» **WHAT TO PRODUCE**: Print every line of the material below without changing a single character.

» **PROVIDED ENTRIES**:
§
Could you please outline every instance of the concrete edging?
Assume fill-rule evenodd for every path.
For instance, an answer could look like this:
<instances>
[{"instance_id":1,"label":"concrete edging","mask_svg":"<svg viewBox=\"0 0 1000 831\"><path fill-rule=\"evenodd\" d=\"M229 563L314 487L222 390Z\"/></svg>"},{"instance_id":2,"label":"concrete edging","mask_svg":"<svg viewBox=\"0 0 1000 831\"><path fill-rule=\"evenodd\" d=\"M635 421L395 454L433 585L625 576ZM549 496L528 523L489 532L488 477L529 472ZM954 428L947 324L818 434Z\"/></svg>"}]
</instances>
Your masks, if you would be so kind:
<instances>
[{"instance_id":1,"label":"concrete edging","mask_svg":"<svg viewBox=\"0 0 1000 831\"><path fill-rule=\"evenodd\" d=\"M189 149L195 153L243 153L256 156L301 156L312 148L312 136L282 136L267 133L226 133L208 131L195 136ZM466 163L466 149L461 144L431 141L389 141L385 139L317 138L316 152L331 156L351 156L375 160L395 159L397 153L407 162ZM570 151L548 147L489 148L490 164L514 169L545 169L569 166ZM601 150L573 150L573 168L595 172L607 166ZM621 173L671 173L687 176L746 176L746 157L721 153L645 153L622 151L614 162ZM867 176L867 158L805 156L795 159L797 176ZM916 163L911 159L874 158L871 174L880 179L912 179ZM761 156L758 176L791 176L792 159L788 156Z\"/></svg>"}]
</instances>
§
» **ANSWER TO THE TASK**:
Could you please outline every instance of the concrete edging?
Assume fill-rule evenodd for every path.
For instance, an answer could look like this:
<instances>
[{"instance_id":1,"label":"concrete edging","mask_svg":"<svg viewBox=\"0 0 1000 831\"><path fill-rule=\"evenodd\" d=\"M229 563L314 487L222 390Z\"/></svg>"},{"instance_id":2,"label":"concrete edging","mask_svg":"<svg viewBox=\"0 0 1000 831\"><path fill-rule=\"evenodd\" d=\"M635 421L395 454L433 585L625 576ZM549 496L528 523L489 532L488 477L529 472ZM954 428L947 324L818 434Z\"/></svg>"}]
</instances>
Your masks, if you would be so kind:
<instances>
[{"instance_id":1,"label":"concrete edging","mask_svg":"<svg viewBox=\"0 0 1000 831\"><path fill-rule=\"evenodd\" d=\"M189 149L195 153L243 153L256 156L301 156L312 148L312 136L282 136L267 133L226 133L208 131L195 136ZM466 163L466 149L461 144L431 141L389 141L385 139L317 138L316 152L331 156L351 156L375 160L395 159L397 153L407 162ZM570 151L548 147L489 148L490 164L514 169L545 169L569 166ZM601 150L573 150L573 168L595 172L607 166ZM621 173L671 173L687 176L746 176L746 157L721 153L645 153L622 151L614 162ZM867 176L867 158L805 156L795 159L797 176ZM916 163L911 159L874 158L871 174L880 179L912 179ZM761 156L758 176L791 176L792 159L788 156Z\"/></svg>"}]
</instances>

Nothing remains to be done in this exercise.